> [COMPLETE THE FOLLOWING]
1. Answer these questions from the SAP OData plugin setup text:
(a) What should be set up for private instances?
(b) What is the earliest version the instance may run?
(c) Once deployed, where does the plugin appear?
2. Reproduce a passage from the SAP OData plugin setup text, beginning at the words "The plugin now" and stopping after the words "or annotating metadata.".

> [EXCERPTED PASSAGE]
* Begin *
Ensure that communication is enabled between the Cloud Data Fusion instance and the SAP server. For private instances, set up network peering. After network peering is established with the project where the SAP Systems are hosted, no additional configuration is required to connect to your Cloud Data Fusion instance. Both the SAP system and Cloud Data Fusion instance need to be inside of the same project.

Step 1: Set up your Cloud Data Fusion environment

To configure your Cloud Data Fusion environment for the plugin:

  1. Go to the instance details:

    1. In the Google Cloud console, go to the Cloud Data Fusion page.

    2. Click Instances, and then click the instance's name to go to the Instance details page.

      Go to Instances

  2. Check that the instance has been upgraded to version 6.4.0 or later. If the instance is in an earlier version, you need to upgrade it.

  3. Click View instance. When the Cloud Data Fusion UI opens, click Hub.

  4. Select the SAP tab > SAP OData.

    If the SAP tab is not visible, see Troubleshooting SAP integrations.

  5. Click Deploy SAP OData Plugin.

    The plugin now appears in the Source menu on the Studio page.

    OData in the Source menu on the Data Fusion Studio page

Step 2: Configure the plugin

The SAP OData plugin reads the content of an SAP DataSource.

To filter the records, you can configure the following properties on the SAP OData Properties page.

Property name Description
Basic
Reference Name Name used to uniquely identify this source for lineage or annotating metadata.
* End *
> [DATA SHOWN]
* Begin *
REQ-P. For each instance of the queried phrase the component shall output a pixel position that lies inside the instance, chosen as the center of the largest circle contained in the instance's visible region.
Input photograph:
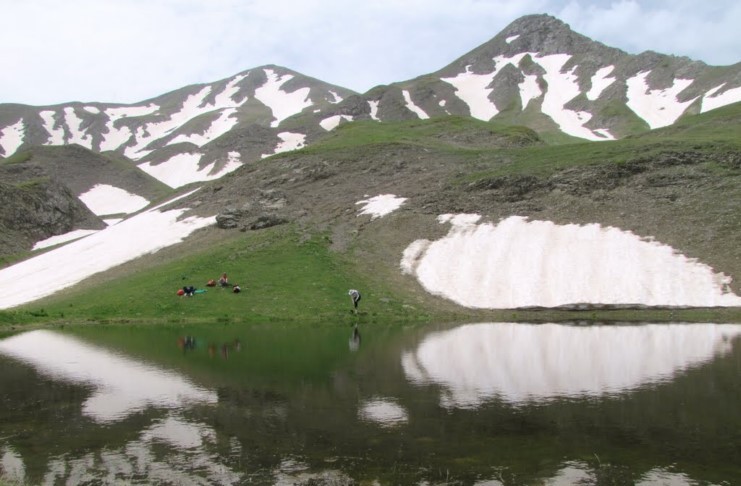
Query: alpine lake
(283, 404)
* End *
> [SOLUTIONS TO EACH TASK]
1.
(a) Network peering.
(b) Version 6.4.0.
(c) In the Source menu on the Studio page.

2.
The plugin now appears in the Source menu on the Studio page.

    OData in the Source menu on the Data Fusion Studio page

Step 2: Configure the plugin

The SAP OData plugin reads the content of an SAP DataSource.

To filter the records, you can configure the following properties on the SAP OData Properties page.

Property name Description
Basic
Reference Name Name used to uniquely identify this source for lineage or annotating metadata.